=== Assigned task ===
Could you repeat the records below exactly, leaving the pictures out?

=== Material to process ===
Content starts

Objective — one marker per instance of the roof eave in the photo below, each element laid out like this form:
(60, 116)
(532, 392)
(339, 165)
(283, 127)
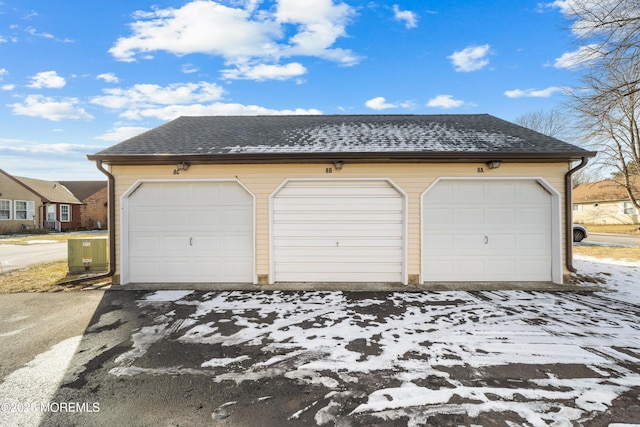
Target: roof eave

Content ends

=== Problem solution ===
Objective — one marker per instance of the roof eave in the photo below, each element laid out like this form:
(60, 116)
(532, 392)
(339, 165)
(283, 127)
Target: roof eave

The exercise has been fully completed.